### 提示文
バッハが1100曲あまり、ハイドンが1000曲、モーツァルトが900曲といわれるのですさまじい。古関は自伝「鐘よ鳴り響け(主婦之友社 1980)で「テーマや詩を前にして、その情景を浮かべる。すると、音楽がどんどん頭の中に湧いてくる。私はそれを五線紙に書きとる」(p234)、「想念がまとまり構成を決めてしまえば、音楽が湧き出してくる(p238)、「五線紙に向かうと、いつも新しい音楽がとび出して来る(p235)と書いている。
天才の作曲の現場はこういうものなのかもしれない。古関は、「露営の歌」「暁に祈る」「若鷲の歌」などの戦時歌謡で有名だが、「七生報国」「「戦陣訓」の歌」「赤子の歌」「神風特別攻撃隊の歌」、あげくの果てに「いざ来いニミッツ、マッカーサー、出て来りゃ地獄へ逆落とし」の「比島決戦の歌」までつくっている。またまぎれもない軍歌「第三師団進軍歌(1938)もつくっている。戦後も自衛隊創立10周年隊歌(陸上)この国は(1961)、自衛隊行進歌(海上)海を行く(1953)、「第六特科連隊歌」(陸上 1963)などもつくっている。依頼されると「音楽がどんどん頭の中に湧いて」きてつくっていたのではなかろうか。もしかすると戦争画で有名な藤田嗣治や宮本三郎も似たような側面があったのかもしれない。
######
**課題 A**
提示文の「天才の作曲の現場はこういうも」から「側面があったのかもしれない。」までを、一字も変えずに引用してください。
### 課題用データ
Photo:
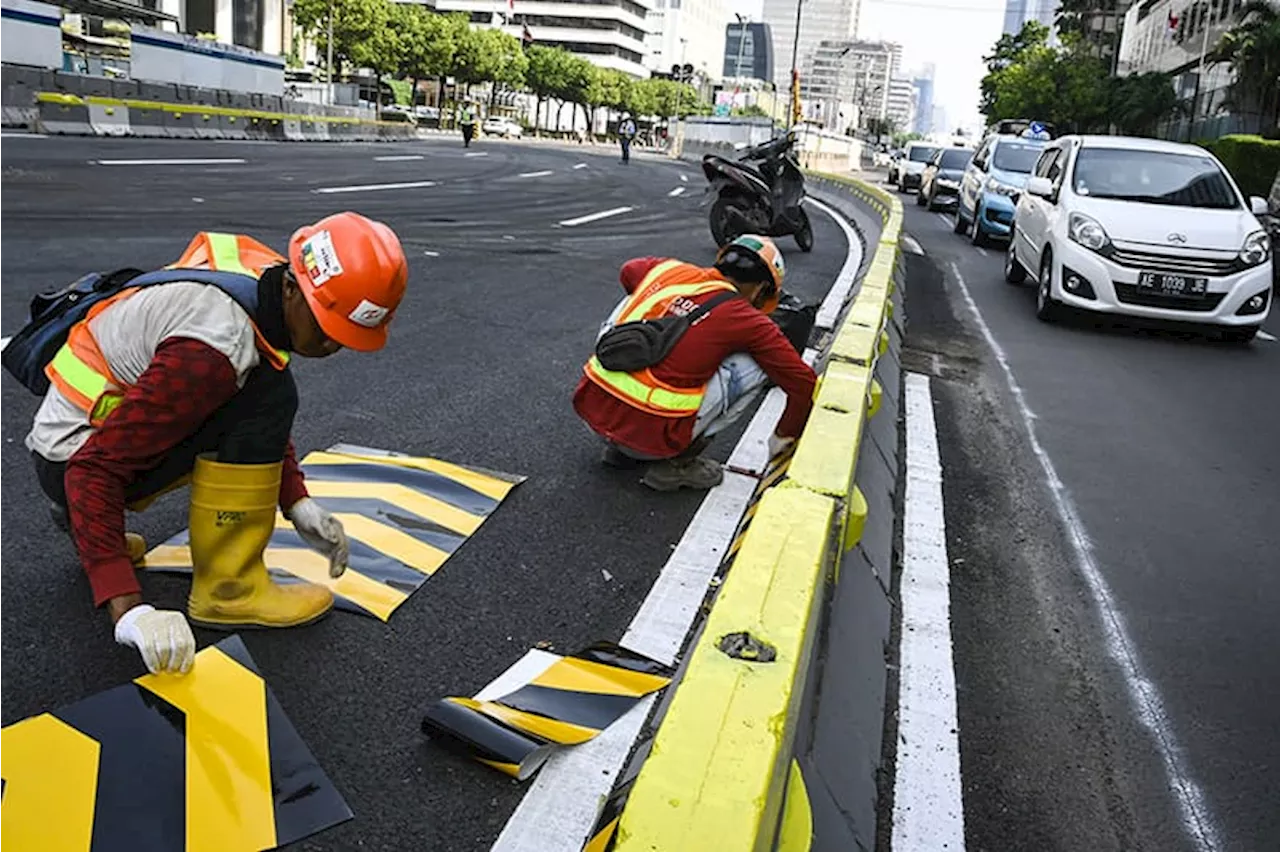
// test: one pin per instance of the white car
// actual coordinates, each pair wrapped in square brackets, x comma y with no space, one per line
[1143,228]
[501,126]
######
**課題 B**
上のレコードの全行を、指示の行も含めてもう一度書き出し、解答にある座標の数値はどれも76ずつ増やしてずらしてください。画像は解答に入れないでください。

**解答 A**
天才の作曲の現場はこういうものなのかもしれない。古関は、「露営の歌」「暁に祈る」「若鷲の歌」などの戦時歌謡で有名だが、「七生報国」「「戦陣訓」の歌」「赤子の歌」「神風特別攻撃隊の歌」、あげくの果てに「いざ来いニミッツ、マッカーサー、出て来りゃ地獄へ逆落とし」の「比島決戦の歌」までつくっている。またまぎれもない軍歌「第三師団進軍歌(1938)もつくっている。戦後も自衛隊創立10周年隊歌(陸上)この国は(1961)、自衛隊行進歌(海上)海を行く(1953)、「第六特科連隊歌」(陸上 1963)などもつくっている。依頼されると「音楽がどんどん頭の中に湧いて」きてつくっていたのではなかろうか。もしかすると戦争画で有名な藤田嗣治や宮本三郎も似たような側面があったのかもしれない。

**解答 B**
Photo:
// test: one pin per instance of the white car
// actual coordinates, each pair wrapped in square brackets, x comma y with no space, one per line
[1219,304]
[577,202]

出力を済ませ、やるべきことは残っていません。